Kitano põe sangue na beleza da vida
PAULO SANTOS LIMA
FREE-LANCE PARA A FOLHA
Takeshi Kitano, o cineasta, é
antes de mais nada um filho
de inúmeros pais, dos filmes policiais japoneses ao western americano. Seu cinema carrega no sangue não poucas referências, e "Zatoichi" é o filme no qual ele deixa
claro aonde sua arte pode chegar.
Desde "Sonatine" (93), acompanha bandidos entregues ao
amor, vinganças embaladas com
trilhas melancólicas, parcerias
inusitadas, em filmes embarcados
tanto na tradição japonesa como
na melodramática. A graça está
na marca de Kitano, que cria uma
espécie de equilíbrio interno nos
filmes, casando as diferenças, tornando críveis tanto os facínoras
românticos como as inserções sonoras eletro-românticas de Keiichi Suzuki. Ao pegar o célebre
personagem do samurai cego Zatoichi, Kitano leva seu universo ao
encontro de uma tradição.
A começar pela história. Zatoichi (Kitano) chega a uma aldeia
dominada por gângsteres, onde
conhecerá um simpático bêbado
que será seu parceiro. O cego conhecerá também Hattori, monstro sanguinário, cuja missão é
menos defender o chefão local
que financiar a cura de sua mulher. Há ainda as gueixas que tentam encontrar os assassinos de
seus pais. É um plote tradicional,
mas o que está em jogo é como essas peças estão dispostas no tabuleiro de Kitano. Ainda que haja
uma profusão quase expressionista dos elementos do filme, chega-se a uma harmonia próxima
do cinema clássico. Assim, a mise-en-scène trabalha nesse sentido, como num musical que coordena vários elementos na cena.
Kitano dirige em "Zatoichi"
uma das mais coreografadas seqüências de luta da história do cinema. É o cineasta novamente se
voltando a outra tradição, a dos
filmes de samurai e lutas marciais.

Problema curto:
Por favor, reescreva o trecho da crítica do filme Zatoichi que vai de "Kitano põe sangue" até "arte pode chegar.", substituindo "cineasta" por "diretor".

[Registros de identificação de posição]
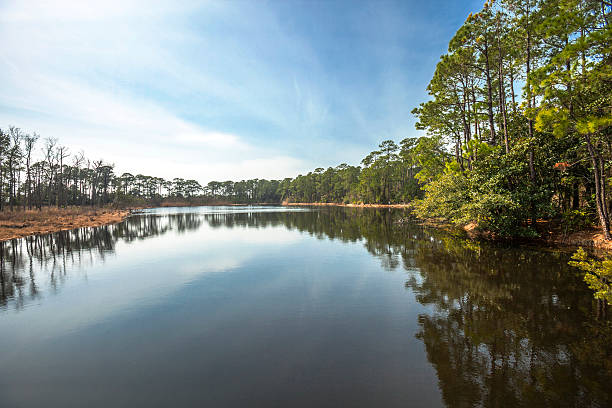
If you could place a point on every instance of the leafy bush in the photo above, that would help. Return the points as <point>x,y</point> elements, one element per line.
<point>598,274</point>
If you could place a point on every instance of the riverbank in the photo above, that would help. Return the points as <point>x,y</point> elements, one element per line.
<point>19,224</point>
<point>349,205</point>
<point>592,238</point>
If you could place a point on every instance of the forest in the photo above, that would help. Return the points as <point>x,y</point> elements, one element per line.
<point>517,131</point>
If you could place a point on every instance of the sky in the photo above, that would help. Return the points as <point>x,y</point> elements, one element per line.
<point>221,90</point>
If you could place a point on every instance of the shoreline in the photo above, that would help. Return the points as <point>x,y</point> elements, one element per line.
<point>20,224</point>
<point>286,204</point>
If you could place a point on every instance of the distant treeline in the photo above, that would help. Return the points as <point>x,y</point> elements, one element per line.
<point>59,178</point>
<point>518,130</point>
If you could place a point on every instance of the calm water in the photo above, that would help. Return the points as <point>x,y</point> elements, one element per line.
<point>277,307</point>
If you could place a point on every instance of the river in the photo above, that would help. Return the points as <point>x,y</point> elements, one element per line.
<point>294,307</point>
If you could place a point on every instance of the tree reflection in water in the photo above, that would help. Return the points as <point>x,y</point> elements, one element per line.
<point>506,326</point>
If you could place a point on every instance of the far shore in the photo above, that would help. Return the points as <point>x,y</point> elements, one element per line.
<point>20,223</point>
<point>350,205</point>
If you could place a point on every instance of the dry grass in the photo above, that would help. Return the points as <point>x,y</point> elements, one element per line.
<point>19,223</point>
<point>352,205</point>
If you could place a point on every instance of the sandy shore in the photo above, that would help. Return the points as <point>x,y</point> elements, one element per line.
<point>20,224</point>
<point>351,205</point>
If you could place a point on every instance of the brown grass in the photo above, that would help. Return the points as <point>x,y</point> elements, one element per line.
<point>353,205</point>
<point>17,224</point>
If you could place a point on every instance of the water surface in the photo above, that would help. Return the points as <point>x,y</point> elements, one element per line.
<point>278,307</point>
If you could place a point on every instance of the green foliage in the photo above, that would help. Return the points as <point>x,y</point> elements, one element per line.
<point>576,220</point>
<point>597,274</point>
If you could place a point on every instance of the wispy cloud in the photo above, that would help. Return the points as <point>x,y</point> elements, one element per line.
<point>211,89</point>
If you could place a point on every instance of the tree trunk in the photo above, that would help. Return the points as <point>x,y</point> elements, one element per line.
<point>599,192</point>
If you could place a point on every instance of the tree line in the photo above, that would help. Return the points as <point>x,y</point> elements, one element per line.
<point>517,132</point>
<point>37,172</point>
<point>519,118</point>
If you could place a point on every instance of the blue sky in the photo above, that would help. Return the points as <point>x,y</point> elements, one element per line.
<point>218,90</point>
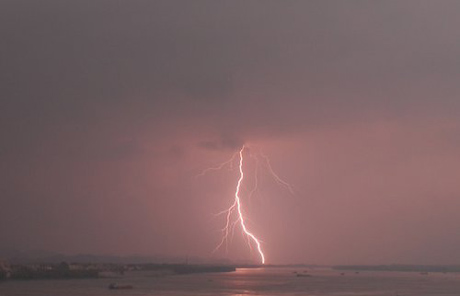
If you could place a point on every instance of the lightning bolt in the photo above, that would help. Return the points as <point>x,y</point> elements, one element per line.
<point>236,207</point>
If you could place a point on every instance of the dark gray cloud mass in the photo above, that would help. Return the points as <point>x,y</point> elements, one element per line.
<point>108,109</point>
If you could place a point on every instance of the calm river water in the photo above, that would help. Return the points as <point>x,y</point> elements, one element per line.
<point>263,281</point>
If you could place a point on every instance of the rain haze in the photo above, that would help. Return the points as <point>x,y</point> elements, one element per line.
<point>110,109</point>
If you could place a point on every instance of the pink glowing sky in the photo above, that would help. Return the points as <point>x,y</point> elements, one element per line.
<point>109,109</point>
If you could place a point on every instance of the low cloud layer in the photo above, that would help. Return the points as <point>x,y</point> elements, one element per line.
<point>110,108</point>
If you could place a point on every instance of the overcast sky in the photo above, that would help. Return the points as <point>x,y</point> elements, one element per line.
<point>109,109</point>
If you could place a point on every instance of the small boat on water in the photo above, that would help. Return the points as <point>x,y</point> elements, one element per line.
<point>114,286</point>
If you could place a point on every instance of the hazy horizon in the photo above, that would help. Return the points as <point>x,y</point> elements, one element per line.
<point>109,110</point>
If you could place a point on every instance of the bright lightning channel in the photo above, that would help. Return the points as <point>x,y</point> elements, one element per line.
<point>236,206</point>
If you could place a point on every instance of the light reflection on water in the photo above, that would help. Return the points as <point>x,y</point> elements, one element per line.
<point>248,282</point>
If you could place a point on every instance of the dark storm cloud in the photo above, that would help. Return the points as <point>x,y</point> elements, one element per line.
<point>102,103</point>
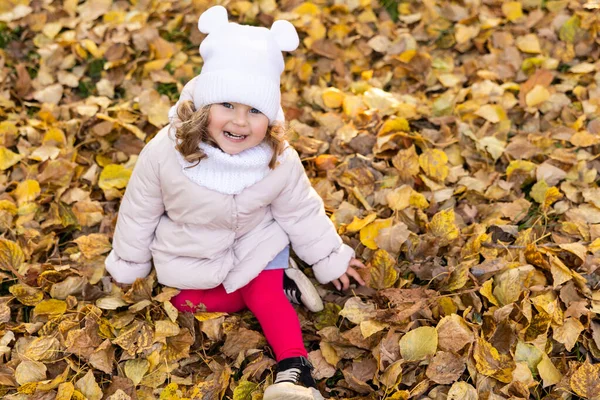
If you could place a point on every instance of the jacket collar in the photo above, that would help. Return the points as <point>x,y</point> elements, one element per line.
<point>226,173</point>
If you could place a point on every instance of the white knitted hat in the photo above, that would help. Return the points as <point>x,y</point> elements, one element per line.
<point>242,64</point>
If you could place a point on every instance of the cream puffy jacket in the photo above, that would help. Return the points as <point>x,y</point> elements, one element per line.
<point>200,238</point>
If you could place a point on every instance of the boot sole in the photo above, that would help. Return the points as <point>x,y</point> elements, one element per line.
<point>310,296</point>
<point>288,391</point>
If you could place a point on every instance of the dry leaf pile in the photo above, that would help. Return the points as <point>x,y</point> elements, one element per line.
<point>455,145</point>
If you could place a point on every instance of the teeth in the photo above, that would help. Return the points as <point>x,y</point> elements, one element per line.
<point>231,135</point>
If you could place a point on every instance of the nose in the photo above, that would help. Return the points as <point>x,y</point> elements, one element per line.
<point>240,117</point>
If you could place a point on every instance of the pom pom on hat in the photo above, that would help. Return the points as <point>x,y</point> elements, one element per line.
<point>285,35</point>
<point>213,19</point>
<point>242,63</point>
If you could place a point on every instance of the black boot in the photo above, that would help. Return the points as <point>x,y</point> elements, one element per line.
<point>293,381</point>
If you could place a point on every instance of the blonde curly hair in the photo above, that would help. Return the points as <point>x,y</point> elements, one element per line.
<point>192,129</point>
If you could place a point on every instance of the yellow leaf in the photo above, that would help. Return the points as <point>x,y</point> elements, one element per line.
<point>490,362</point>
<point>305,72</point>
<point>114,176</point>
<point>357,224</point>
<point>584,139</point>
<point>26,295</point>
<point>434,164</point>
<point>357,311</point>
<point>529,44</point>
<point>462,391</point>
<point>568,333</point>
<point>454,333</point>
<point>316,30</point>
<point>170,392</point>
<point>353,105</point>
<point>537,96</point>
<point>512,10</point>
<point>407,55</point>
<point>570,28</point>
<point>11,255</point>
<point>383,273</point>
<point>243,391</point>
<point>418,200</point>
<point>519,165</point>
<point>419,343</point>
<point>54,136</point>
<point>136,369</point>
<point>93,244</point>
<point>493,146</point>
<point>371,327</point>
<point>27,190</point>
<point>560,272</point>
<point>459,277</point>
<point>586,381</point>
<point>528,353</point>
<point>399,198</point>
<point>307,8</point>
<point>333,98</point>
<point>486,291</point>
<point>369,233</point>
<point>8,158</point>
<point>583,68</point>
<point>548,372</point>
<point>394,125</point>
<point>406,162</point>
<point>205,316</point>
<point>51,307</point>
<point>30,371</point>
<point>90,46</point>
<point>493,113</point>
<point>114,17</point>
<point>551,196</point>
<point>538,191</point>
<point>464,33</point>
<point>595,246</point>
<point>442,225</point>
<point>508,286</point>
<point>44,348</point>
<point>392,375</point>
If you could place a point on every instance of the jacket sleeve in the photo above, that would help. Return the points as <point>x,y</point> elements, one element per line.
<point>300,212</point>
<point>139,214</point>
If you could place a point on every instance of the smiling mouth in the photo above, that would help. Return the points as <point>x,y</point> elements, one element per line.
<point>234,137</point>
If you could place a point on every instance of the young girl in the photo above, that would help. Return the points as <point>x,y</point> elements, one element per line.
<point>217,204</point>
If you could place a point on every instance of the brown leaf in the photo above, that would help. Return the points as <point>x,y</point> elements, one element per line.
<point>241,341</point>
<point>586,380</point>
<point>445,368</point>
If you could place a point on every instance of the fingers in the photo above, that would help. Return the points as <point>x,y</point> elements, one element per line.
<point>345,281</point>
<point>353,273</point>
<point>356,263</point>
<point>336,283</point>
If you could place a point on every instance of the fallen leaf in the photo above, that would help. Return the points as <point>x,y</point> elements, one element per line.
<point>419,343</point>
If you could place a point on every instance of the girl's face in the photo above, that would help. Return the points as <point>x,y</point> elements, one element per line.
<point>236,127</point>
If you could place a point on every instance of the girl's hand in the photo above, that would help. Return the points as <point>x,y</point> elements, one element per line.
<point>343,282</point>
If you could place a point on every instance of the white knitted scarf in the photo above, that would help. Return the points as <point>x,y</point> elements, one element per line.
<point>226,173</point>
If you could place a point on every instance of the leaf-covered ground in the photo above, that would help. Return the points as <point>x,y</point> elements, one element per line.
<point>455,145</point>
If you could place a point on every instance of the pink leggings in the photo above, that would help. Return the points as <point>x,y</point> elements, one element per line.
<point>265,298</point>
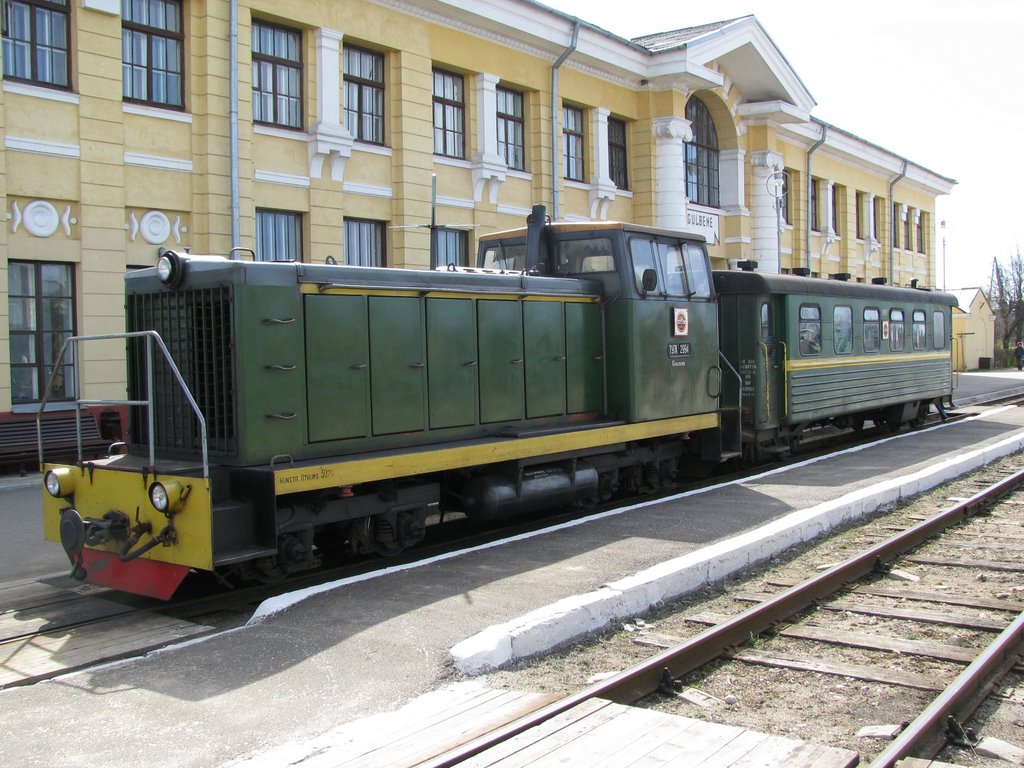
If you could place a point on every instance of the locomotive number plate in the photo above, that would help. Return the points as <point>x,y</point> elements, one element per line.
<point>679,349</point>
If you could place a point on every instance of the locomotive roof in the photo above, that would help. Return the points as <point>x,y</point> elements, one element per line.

Resposta:
Kitano põe sangue na beleza da vida
PAULO SANTOS LIMA
FREE-LANCE PARA A FOLHA
Takeshi Kitano, o diretor, é
antes de mais nada um filho
de inúmeros pais, dos filmes policiais japoneses ao western americano. Seu cinema carrega no sangue não poucas referências, e "Zatoichi" é o filme no qual ele deixa
claro aonde sua arte pode chegar.